YOUR INSTRUCTIONS: When you repeat the entries below, please keep them exact and leave out the pictures.

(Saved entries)
*** Begin section ***

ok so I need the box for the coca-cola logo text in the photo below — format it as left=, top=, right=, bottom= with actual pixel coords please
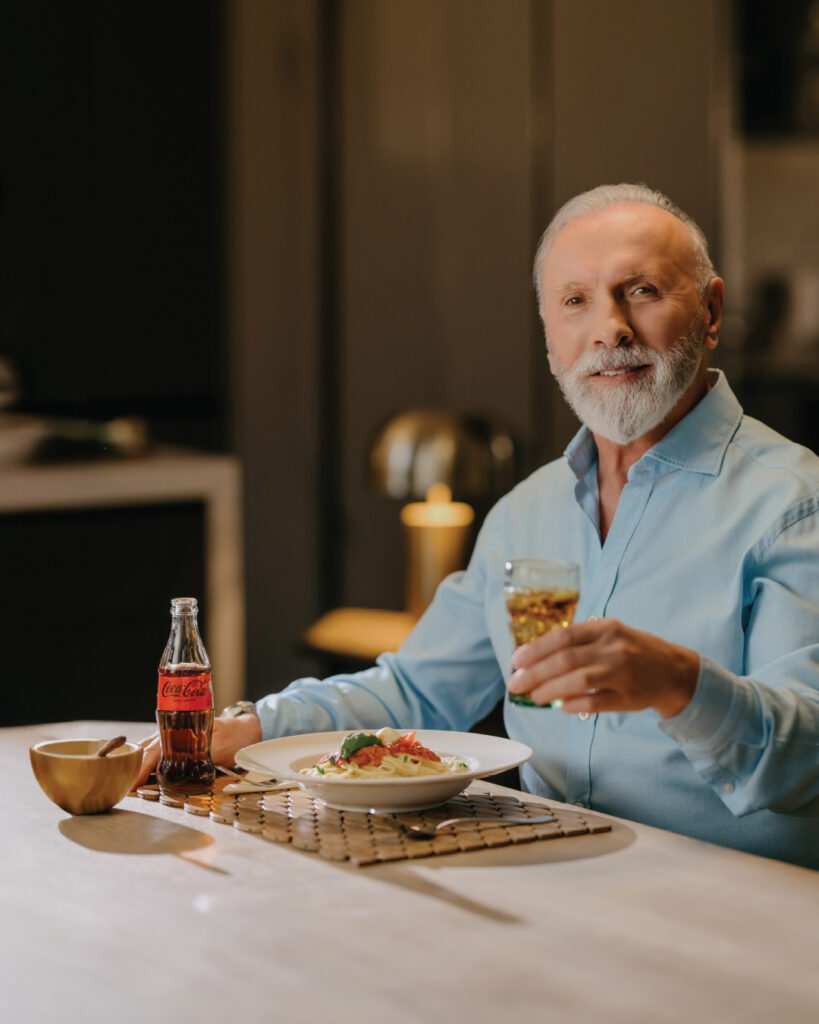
left=160, top=678, right=210, bottom=699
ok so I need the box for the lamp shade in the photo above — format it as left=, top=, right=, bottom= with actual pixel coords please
left=369, top=411, right=517, bottom=501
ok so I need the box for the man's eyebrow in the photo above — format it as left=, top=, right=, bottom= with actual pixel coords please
left=552, top=270, right=659, bottom=293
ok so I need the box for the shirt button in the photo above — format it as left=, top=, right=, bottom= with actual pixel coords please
left=722, top=781, right=735, bottom=794
left=578, top=712, right=590, bottom=721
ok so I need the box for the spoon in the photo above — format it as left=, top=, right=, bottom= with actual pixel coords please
left=380, top=813, right=556, bottom=840
left=216, top=764, right=290, bottom=793
left=97, top=736, right=127, bottom=757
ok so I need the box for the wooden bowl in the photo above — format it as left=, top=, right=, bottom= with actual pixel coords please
left=30, top=739, right=143, bottom=814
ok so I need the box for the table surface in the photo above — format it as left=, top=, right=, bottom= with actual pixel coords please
left=4, top=721, right=818, bottom=1024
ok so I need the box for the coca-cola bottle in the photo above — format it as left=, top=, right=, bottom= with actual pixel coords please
left=156, top=597, right=215, bottom=794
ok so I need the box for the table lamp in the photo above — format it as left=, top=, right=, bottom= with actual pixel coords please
left=370, top=411, right=517, bottom=617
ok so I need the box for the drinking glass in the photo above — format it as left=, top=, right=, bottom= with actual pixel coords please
left=504, top=558, right=580, bottom=707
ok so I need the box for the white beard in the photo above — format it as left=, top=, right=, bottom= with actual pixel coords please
left=548, top=320, right=707, bottom=445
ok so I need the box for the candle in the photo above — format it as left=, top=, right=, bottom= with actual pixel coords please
left=400, top=484, right=474, bottom=618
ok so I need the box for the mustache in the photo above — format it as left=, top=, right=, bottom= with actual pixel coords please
left=551, top=342, right=659, bottom=378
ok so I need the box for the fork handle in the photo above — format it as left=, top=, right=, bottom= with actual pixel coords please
left=436, top=814, right=555, bottom=829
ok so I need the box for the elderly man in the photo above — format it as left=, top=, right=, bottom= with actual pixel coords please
left=138, top=184, right=819, bottom=869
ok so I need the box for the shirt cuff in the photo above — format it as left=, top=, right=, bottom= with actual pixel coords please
left=254, top=695, right=279, bottom=740
left=658, top=654, right=742, bottom=751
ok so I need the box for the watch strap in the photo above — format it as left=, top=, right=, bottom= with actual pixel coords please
left=222, top=699, right=258, bottom=718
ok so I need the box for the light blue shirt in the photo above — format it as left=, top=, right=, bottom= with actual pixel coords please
left=257, top=371, right=819, bottom=868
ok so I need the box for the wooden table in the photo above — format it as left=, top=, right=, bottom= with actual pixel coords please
left=3, top=721, right=817, bottom=1024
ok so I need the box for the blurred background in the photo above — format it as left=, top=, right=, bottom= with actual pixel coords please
left=2, top=0, right=818, bottom=725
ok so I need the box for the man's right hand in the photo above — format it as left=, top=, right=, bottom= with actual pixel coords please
left=134, top=711, right=263, bottom=789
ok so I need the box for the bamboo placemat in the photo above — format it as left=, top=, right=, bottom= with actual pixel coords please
left=133, top=780, right=611, bottom=866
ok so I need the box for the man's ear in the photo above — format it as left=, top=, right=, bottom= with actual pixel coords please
left=703, top=277, right=724, bottom=351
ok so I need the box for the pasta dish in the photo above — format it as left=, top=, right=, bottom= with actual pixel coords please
left=299, top=728, right=470, bottom=779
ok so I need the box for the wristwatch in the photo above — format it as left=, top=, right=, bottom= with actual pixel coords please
left=221, top=699, right=258, bottom=718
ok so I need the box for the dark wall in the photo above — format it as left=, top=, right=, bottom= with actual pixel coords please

*** End section ***

TASK OUTPUT:
ok so I need the box for the coca-cola logo text in the photo below — format it as left=, top=, right=, bottom= with actual pixel coords please
left=160, top=678, right=210, bottom=699
ok so I need the box for the lamp shade in the photo above — format it as left=, top=, right=, bottom= with actual pixel coords please
left=369, top=411, right=517, bottom=501
ok so I need the box for the man's eyebrow in the photo above — format it as left=, top=, right=, bottom= with actual pixel coords please
left=552, top=270, right=659, bottom=293
ok so I need the box for the shirt button in the photo above — format it as left=, top=, right=, bottom= with actual pixel coords please
left=722, top=781, right=735, bottom=794
left=578, top=712, right=590, bottom=721
ok so I need the box for the spoon in the photo above — format it as left=, top=, right=, bottom= with actual pixel coords please
left=380, top=813, right=556, bottom=840
left=216, top=764, right=290, bottom=793
left=97, top=736, right=127, bottom=757
ok so I need the box for the wooden bowl in the photo above — format it as left=, top=, right=, bottom= with actual pixel coords please
left=30, top=739, right=143, bottom=814
ok so I need the box for the table surface in the photo above — format it as left=, top=, right=, bottom= with actual pixel coords please
left=4, top=721, right=818, bottom=1024
ok so I need the box for the coca-cola bottle in the photo above — format it as left=, top=, right=, bottom= with actual pixel coords please
left=156, top=597, right=215, bottom=794
ok so I need the box for the table lamp in the photo above — format it as left=, top=, right=, bottom= with actual pixel coords please
left=370, top=411, right=517, bottom=617
ok so I need the box for the drinking glass in the photo above — format it as left=, top=, right=, bottom= with actual pixel coords please
left=504, top=558, right=580, bottom=707
ok so I need the box for the white beard in the photo above — format it as left=, top=, right=, bottom= with actual pixel coords please
left=548, top=320, right=707, bottom=445
ok so I need the box for the candle in the photo above — format it as left=, top=, right=, bottom= with actual pixel coords please
left=400, top=484, right=474, bottom=618
ok so I need the box for the mustache in the photo above — format it as left=, top=, right=, bottom= with actual pixel coords please
left=551, top=342, right=659, bottom=378
ok so I need the box for the fork handle in the photo above — format it as left=, top=, right=, bottom= with actual pixel coords please
left=436, top=814, right=555, bottom=829
ok so I need the box for the elderly man in the photo above — format it as left=, top=, right=, bottom= with actual pixel coords please
left=138, top=184, right=819, bottom=869
ok so I need the box for the shirt cuff in the photo above — format it as left=, top=, right=, bottom= with actual pixel coords please
left=254, top=695, right=279, bottom=740
left=658, top=654, right=742, bottom=751
ok so I need the box for the watch strap in the photo above — format it as left=, top=, right=, bottom= with actual pixel coords please
left=222, top=699, right=258, bottom=718
ok so I need the box for the light blue shirt in the photo above — format it as left=, top=, right=, bottom= with actual pixel coords please
left=257, top=371, right=819, bottom=868
ok so I need the box for the wooden table in the photo above — format it as left=, top=, right=, bottom= with actual pixel coords please
left=3, top=721, right=817, bottom=1024
ok so I need the box for the blurred background in the photo above — format it as left=, top=, right=, bottom= with actual pixel coords please
left=2, top=0, right=818, bottom=725
ok so I need the box for the man's right hand in the photo above — format it as left=, top=, right=, bottom= with actual pixel coords please
left=134, top=711, right=263, bottom=789
ok so I need the box for the bamboo placemat in the photo above — format it as left=, top=, right=, bottom= with actual pixel coords please
left=133, top=780, right=611, bottom=866
ok so I need the box for the man's ear in the photo above — format it as left=, top=, right=, bottom= with actual pixel coords please
left=703, top=277, right=724, bottom=351
ok so I need the box for the pasta dish in the photo above — format it as left=, top=, right=, bottom= with actual pixel coords please
left=299, top=728, right=470, bottom=779
ok so I need the box for the wristwatch in the photo above — format it as left=, top=, right=, bottom= with actual pixel coords please
left=221, top=699, right=258, bottom=718
ok so I need the box for the dark wall in the photo above — format it as left=, top=, right=, bottom= with actual pixel coords please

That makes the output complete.